## [What you should do]
Print, exactly and completely, every entry in the data.

Collection entries:
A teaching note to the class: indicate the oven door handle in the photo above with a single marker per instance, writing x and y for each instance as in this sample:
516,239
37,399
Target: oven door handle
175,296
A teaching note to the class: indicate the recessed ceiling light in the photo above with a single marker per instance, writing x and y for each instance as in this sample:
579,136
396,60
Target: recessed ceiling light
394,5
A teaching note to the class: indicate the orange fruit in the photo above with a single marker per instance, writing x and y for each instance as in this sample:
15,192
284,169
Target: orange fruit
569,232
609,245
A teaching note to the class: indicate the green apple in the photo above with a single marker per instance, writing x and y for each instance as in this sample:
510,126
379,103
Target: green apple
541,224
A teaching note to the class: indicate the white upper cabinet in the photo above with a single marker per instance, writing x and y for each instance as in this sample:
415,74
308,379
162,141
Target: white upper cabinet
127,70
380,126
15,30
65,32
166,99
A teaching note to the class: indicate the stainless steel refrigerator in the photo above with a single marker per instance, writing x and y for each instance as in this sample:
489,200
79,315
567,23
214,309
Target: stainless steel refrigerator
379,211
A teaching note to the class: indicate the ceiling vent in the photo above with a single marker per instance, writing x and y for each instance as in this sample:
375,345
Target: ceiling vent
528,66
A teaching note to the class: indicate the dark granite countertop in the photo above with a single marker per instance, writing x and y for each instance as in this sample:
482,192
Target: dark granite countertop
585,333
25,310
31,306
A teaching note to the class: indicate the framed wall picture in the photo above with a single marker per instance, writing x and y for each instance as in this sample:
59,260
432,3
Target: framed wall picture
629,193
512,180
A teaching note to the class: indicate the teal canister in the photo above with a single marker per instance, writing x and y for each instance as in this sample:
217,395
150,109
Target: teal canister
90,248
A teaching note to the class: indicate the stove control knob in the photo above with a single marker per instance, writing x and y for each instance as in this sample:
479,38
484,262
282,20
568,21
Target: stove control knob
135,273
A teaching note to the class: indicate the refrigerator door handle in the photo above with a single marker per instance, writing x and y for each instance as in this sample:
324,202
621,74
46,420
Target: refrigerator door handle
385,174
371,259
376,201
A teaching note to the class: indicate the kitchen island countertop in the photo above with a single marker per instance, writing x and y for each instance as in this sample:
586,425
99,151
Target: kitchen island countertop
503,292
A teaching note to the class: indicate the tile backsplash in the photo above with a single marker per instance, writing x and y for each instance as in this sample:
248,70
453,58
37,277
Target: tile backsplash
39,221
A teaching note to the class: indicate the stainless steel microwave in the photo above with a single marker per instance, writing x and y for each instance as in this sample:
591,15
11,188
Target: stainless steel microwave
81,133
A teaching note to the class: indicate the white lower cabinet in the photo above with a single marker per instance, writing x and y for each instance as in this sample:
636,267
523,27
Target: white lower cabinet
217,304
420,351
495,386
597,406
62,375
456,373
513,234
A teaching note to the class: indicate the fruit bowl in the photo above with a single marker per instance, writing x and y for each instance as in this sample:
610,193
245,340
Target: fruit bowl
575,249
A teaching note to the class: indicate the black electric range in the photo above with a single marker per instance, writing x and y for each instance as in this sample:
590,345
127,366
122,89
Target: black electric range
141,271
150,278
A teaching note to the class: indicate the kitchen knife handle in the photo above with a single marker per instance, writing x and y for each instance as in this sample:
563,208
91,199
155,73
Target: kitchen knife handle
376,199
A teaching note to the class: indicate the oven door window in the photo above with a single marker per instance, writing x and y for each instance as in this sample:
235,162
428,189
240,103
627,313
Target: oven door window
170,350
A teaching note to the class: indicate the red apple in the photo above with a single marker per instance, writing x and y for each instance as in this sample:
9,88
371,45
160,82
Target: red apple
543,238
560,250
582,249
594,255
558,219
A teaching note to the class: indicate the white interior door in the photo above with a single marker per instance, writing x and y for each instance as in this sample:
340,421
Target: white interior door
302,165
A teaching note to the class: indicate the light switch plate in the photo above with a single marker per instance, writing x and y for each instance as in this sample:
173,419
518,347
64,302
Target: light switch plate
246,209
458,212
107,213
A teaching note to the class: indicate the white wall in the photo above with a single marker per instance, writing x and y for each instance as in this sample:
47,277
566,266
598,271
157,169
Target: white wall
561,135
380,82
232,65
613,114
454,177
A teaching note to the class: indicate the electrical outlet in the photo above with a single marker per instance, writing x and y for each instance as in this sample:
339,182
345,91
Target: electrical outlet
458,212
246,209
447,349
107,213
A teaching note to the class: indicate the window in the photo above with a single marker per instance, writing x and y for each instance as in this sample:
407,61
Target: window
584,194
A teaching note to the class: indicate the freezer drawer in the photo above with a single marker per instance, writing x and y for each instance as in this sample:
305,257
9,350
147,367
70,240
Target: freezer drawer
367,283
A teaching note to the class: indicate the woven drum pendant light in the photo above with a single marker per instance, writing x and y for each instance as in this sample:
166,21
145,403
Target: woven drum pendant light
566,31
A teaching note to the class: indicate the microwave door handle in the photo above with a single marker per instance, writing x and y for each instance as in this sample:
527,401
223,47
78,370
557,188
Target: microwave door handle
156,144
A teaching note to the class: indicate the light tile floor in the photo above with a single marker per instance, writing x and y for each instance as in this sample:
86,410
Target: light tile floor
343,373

## [Solution to this task]
A teaching note to the class: indicate the oven door handle in the photo above with a single marker per instance, writing x and y for each instance as in this sample:
516,239
37,399
Target: oven door handle
175,296
A teaching note to the class: indicate the recessed ceiling light in the photo above with a single marker per instance, writing x and y for each instance as in this sample:
579,136
396,60
Target: recessed ceiling light
394,5
A teaching note to the class: indicate the orange fruit in the photo above with a single marker per instance, writing x and y for each instance as in this sample:
15,192
284,169
Target: orange fruit
569,232
609,245
A teaching note to the class: indicate the green apple in the photo above with a single marker per instance, writing x and y for each instance as in this sample:
510,126
379,103
Target: green apple
541,224
A teaching note to the class: indicate the white upper cabinet in the photo above with a single marker per instance, writing x and y for each instance as in this sample:
415,74
308,379
162,141
Target: white upper cabinet
127,70
380,126
15,30
65,32
166,99
A teaching note to the class: indicate the stainless steel refrigerator in the photo above with a single marker per instance, writing x and y for each instance as in this sample:
489,200
79,315
567,23
214,309
Target: stainless steel refrigerator
379,211
A teaching note to the class: indicate the ceiling vent in the photo above with a single marker per instance, writing x and y for each instance as in this sample:
375,345
Target: ceiling vent
528,66
A teaching note to the class: indicate the dark granite countertop in the photo above with a single marker per instance, writing x and y for each instance as in this sample:
482,192
Target: dark granite countertop
585,333
25,310
31,306
A teaching note to the class: indicate the framed wall picture in the photo above with a single marker per instance, writing x and y for each instance as in this sample:
59,260
432,3
Target: framed wall picture
629,193
512,180
A teaching note to the class: indicate the teal canister in the photo above with a single marker per instance, writing x and y for each instance as in this sample:
217,395
150,109
Target: teal canister
90,248
A teaching note to the class: indicate the stove control knob in the photo above with a single marker per instance, writing x and y for each instance as in this sample:
479,38
484,262
282,20
568,21
Target: stove control knob
135,273
A teaching note to the class: indicate the refrigerator door handle in the photo above with a single marker per instance, writing x and y for each instance as in this sample:
324,202
621,74
46,420
Target: refrigerator door handle
385,174
371,259
376,201
A teaching note to the class: indicate the kitchen island countertop in the photo above with a single marker per instance, writing x and y for each instance as in this sample:
586,425
99,151
Target: kitchen island countertop
503,292
A teaching note to the class: indicate the tile backsplash in the photo above with a single marker per instance, writing x and y for each instance as in this sample:
248,70
453,58
37,277
Target: tile backsplash
39,221
A teaching note to the class: indicate the stainless steel microwave in the photo above with a single marker per instance, writing x and y for each instance as in this sample:
591,15
11,188
Target: stainless steel microwave
81,133
A teaching note to the class: indicate the white lower cabinet in the photo above with a single marker per instance, writing x and y for each instance as in this sample:
636,267
523,27
Target: white lower cabinet
217,304
420,351
495,386
597,406
62,375
456,373
513,234
A teaching note to the class: indicate the fruit bowl in the photo above with a single marker per instance, writing x and y for each instance as in this sample:
610,193
245,340
Target: fruit bowl
575,249
A teaching note to the class: indicate the black electric range in the photo above with a single marker per instance, writing x and y for each instance as in this sample:
590,345
127,366
122,89
Target: black electric range
141,271
150,278
A teaching note to the class: indicate the kitchen knife handle in the photo above with a single marker per instance, writing x and y for each instance as in this sample:
563,208
91,199
155,73
Target: kitchen knife handle
376,199
A teaching note to the class: indicate the oven door window in the photo above with a single marker per instance, writing x and y for each instance as in this sample:
235,162
428,189
240,103
627,313
Target: oven door window
170,350
A teaching note to the class: indicate the red apple in the photo above with a single marker per instance, writing x and y for each instance as in this sample:
9,88
371,45
160,82
Target: red apple
543,238
560,250
582,249
594,255
558,219
A teaching note to the class: indicate the white interior door in the photo above with a single marker per instance, writing x and y for each instance as in this sample:
340,421
Target: white interior door
302,165
A teaching note to the class: indicate the light switch plate in the photo above with a single marker per instance, writing x and y for each instance as in this sample:
173,419
518,347
64,302
Target: light switch plate
246,209
458,212
107,213
A teaching note to the class: indicate the white wall in the photo above with a single marker per instance, writing x and y for each instance as in this sample:
47,277
566,266
598,271
157,169
Target: white wall
561,135
380,82
232,65
613,114
454,177
A teaching note to the class: indicate the electrical outlet in the photo above with a single marker per instance, writing x and y for each instance as in this sample:
339,182
345,91
Target: electrical outlet
458,212
246,209
447,349
107,213
A teaching note to the class: indicate the window in the photo above with a single marker per instance, writing x and y for each instance as in this sample:
407,61
Target: window
584,194
A teaching note to the class: indicate the freezer drawer in the photo above with a single marker per instance, writing x and y for each instance as in this sample:
305,257
9,350
147,367
70,240
Target: freezer drawer
367,283
A teaching note to the class: indicate the woven drum pendant light in the photo above with a single marker per instance, writing x and y for each instance as in this sample:
166,21
145,403
Target: woven drum pendant light
566,31
A teaching note to the class: indicate the microwave door handle in the photo above with a single marker per instance, writing x and y for each instance as in this sample:
527,401
223,47
78,370
557,188
Target: microwave door handle
156,144
A teaching note to the class: indicate the light tile floor in the photo above with a single marker per instance, writing x and y for each instance as in this sample:
86,410
Target: light tile floor
343,373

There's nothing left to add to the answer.